WRITTEN INSTRUCTION: Reproduce the listing from the line holding "Place a point on every instance of the staircase" through its final line, inclusive, leaving the requests unchanged and multiplying each point coordinate by 1.65, rounded to the nearest whole number with halves going up. Output only those lines.

RECORDS TO USE:
** Start **

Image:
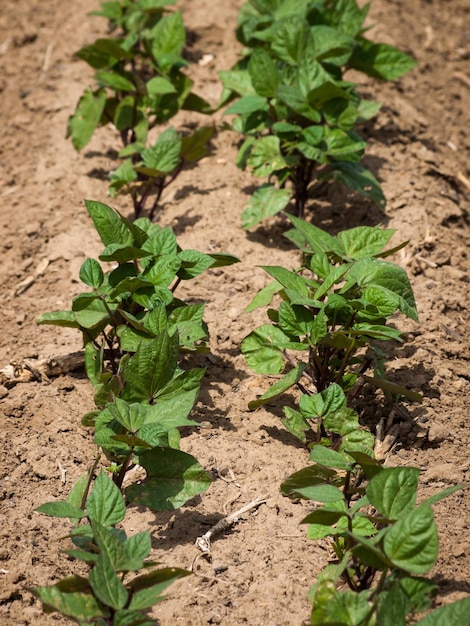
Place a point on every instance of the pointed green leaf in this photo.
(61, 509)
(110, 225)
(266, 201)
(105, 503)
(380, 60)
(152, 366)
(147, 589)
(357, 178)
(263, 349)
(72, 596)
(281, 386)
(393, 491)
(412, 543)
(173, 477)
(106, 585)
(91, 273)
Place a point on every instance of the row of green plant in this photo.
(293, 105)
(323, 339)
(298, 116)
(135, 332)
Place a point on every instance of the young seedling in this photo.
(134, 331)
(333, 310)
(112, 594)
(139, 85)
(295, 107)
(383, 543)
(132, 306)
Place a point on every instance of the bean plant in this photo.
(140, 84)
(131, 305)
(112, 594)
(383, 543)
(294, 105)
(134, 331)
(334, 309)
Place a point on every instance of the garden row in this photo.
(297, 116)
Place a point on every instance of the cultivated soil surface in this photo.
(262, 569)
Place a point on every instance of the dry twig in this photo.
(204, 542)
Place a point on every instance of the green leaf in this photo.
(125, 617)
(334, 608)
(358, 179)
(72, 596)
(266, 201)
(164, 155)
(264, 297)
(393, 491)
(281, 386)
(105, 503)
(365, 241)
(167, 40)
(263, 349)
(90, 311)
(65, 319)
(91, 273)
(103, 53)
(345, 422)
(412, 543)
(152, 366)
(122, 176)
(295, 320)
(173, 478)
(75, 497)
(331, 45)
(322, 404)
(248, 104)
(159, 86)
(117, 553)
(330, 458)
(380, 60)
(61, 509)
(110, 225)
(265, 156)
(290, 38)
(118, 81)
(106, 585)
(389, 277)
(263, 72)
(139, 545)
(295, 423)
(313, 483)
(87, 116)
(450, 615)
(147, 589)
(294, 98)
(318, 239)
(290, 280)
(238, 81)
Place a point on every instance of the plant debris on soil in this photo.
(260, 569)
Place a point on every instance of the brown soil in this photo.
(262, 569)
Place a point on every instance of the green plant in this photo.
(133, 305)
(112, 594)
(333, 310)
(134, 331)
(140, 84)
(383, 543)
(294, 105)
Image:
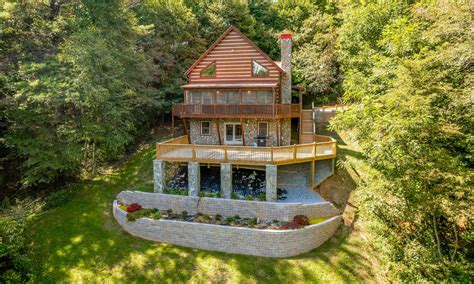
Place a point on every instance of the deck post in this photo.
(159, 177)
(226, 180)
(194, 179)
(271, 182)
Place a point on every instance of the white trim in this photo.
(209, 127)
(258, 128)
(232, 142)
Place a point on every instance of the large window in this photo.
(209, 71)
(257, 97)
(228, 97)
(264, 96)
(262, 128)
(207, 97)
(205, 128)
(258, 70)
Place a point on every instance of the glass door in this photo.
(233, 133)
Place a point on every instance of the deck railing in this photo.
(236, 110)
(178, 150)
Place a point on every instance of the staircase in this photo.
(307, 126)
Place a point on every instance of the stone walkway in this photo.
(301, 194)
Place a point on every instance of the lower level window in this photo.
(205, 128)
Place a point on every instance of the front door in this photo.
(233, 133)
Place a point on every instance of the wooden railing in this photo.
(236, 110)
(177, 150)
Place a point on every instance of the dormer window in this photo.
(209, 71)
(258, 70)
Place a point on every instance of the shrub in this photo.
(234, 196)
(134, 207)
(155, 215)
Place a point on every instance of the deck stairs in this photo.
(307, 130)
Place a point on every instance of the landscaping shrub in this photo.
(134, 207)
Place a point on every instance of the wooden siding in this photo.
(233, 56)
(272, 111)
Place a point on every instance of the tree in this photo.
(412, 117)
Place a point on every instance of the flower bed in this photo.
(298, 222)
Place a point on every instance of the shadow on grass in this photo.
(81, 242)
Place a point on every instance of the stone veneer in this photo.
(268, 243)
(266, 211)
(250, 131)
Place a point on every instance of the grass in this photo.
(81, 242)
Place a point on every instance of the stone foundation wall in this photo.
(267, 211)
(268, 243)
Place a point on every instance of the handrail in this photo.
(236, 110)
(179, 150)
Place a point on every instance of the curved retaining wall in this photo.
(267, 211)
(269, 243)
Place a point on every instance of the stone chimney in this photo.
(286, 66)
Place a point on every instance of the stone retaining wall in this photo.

** End **

OUTPUT:
Place a point on every instance of the staircase in this photo.
(507, 208)
Place a point on every instance of the stone walkway in this photo.
(497, 320)
Place a point on every instance of the lower level window in this photo.
(338, 211)
Place a point on every instance of the front door in this photo.
(384, 219)
Place a point on every instance of the wooden railing in this photo.
(389, 182)
(292, 248)
Place a point on every instance of the dormer window in this photo.
(345, 117)
(426, 116)
Place a point on every instance of the shrub in this photo.
(386, 323)
(221, 342)
(256, 355)
Place a point on every instance of the deck stairs in this photo.
(507, 215)
Place a point on every instance of the landscaping shrub in this photo.
(221, 342)
Place a point on every instance of the wooden siding in this photo.
(384, 92)
(449, 183)
Place a point on every instance of the tree in this photo.
(680, 193)
Place a point on every instance of the flower bed in this photo.
(492, 366)
Place a point on every instance of the shadow on grass in this photo.
(134, 399)
Place a point on every instance of the stone veneer in this photo.
(442, 401)
(439, 348)
(413, 216)
Place a point on every instance of the grass in this photo.
(134, 399)
Place a point on every instance of the stone foundation wall in this photo.
(441, 348)
(442, 401)
Place a point on every instance of the handrail in this photo.
(389, 182)
(295, 248)
Place a point on every instance of the curved retaining wall in this photo.
(441, 348)
(444, 401)
Place a point on every instance of the stone chimney in this photo.
(472, 109)
Place a point on every instance of the stone retaining wall in this photo.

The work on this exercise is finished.